### TRECHO FORNECIDO
▼
ENTREVISTA: Edson Aran, escritor, roteirista e editor da Playboy Brasil

Por André Porto / Fotos Divulgação

Edson Aran é um cara simples de gostos sofisticados, até por conta da função que hoje exerce. Conhecido mais por ter o “emprego dos sonhos” ao comandar a famosa edição da PLAYBOY no Brasil, Aran vai muito além do que isso, e mostra nesse descontraído papo quem é (um pouco) o homem por trás do coelho da PLAYBOY. Um jornalista por vocação, um humorista por paixão e cartunista por dádiva.

Aran, seu começo foi pelos livros de humor, pelas revistas masculinas ou pelos traços dos cartuns?!

Foi tudo junto. Fiz o Curso Abril de Jornalismo e comecei a trabalhar como trainee na Contigo! mas ao mesmo tempo, já publicava meus cartuns no “Pasquim”. Já era o final do “Pasquim”, o jornal estava meio morto-vivo e publicava qualquer coisa, até os meus cartuns. Eu levei essa vida dupla durante muito tempo, trabalhando como jornalista e fazendo humor no paralelo. Fiz uma coluninha de humor na Istoé, escrevi na AZ (que era uma revista muito bacana de SP), enquanto continuava trabalhando na Contigo! Até que decidi que o humor era parte integrante do pacote e que não ia fazer jornada dupla, mas juntar as duas coisas numa carreira só. Mas isso só aconteceu de verdade quando entrei na VIP, na virada dos anos 90 para 2000.

Depois de passar por tantas revistas, hoje você está a 4 anos na direção da PLAYBOY. É muito complicado fazer revista masculina hoje em dia? Quais as maiores dificuldades?
▲
### REQUISITOS DAS TAREFAS
(1) Por favor, diga se cada afirmação abaixo está de acordo com a entrevista com Edson Aran, respondendo sim ou não e citando literalmente as palavras do texto que decidem a questão: (a) Aran fez o Curso Abril de Jornalismo e começou como trainee na Contigo!; (b) Aran publicou seus cartuns no "Pasquim" no auge do jornal; (c) a união de humor e jornalismo numa só carreira só se concretizou quando ele entrou na VIP.
(2) Prossiga a entrevista com Edson Aran depois da última pergunta, escrevendo em um parágrafo a resposta dele sobre fazer revista masculina hoje.
Os dados vêm de outra fonte, distinta da entrevista com Edson Aran.

[Registros de um conjunto de dados]
▼
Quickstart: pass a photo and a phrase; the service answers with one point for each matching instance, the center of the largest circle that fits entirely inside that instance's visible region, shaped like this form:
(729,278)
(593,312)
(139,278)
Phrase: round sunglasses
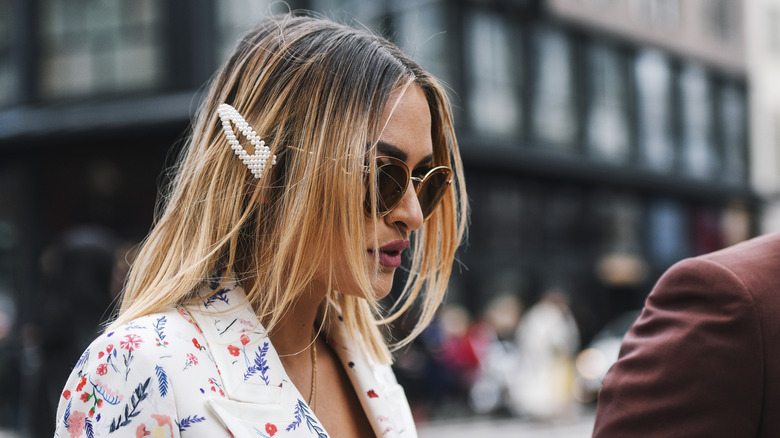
(392,179)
▲
### RESPOSTAS POR TAREFA
(1)
(a) Sim: "Fiz o Curso Abril de Jornalismo e comecei a trabalhar como trainee na Contigo!"
(b) Não: "Já era o final do “Pasquim”, o jornal estava meio morto-vivo"
(c) Sim: "Mas isso só aconteceu de verdade quando entrei na VIP, na virada dos anos 90 para 2000."

(2)
A PLAYBOY é a maior revista masculina brasileira e a segunda maior PLAYBOY do mundo, atrás apenas da edição americana. Ou seja, não é fácil fazer a PLAYBOY, nunca foi e jamais será. Mas hoje o que mais pega é a pirataria na internet, que afeta dramaticamente as vendas. As fotos são roubadas todos os meses e os ladrões – sim, são todos ladrões, a palavra é essa – sabem que vão continuar impunes. A internet é um território selvagem e sem lei no mundo inteiro. Mas no Brasil, o país do jeitinho e da impunidade, a coisa é incontrolável. Este ano, a PLAYBOY está vendendo muito bem, obrigado, mas a circulação vem caindo dramaticamente nos últimos 10 anos. Vamos reverter a tendência em 2010 e esperamos manter o crescimento em 2011, mas jamais voltaremos ao patamar de vendas que tivemos em 2000, 2001. Se a Justiça brasileira não agir para defender os direitos autorais, muitas editoras – e até emissoras de rádio e TV – não conseguirão sobreviver no futuro.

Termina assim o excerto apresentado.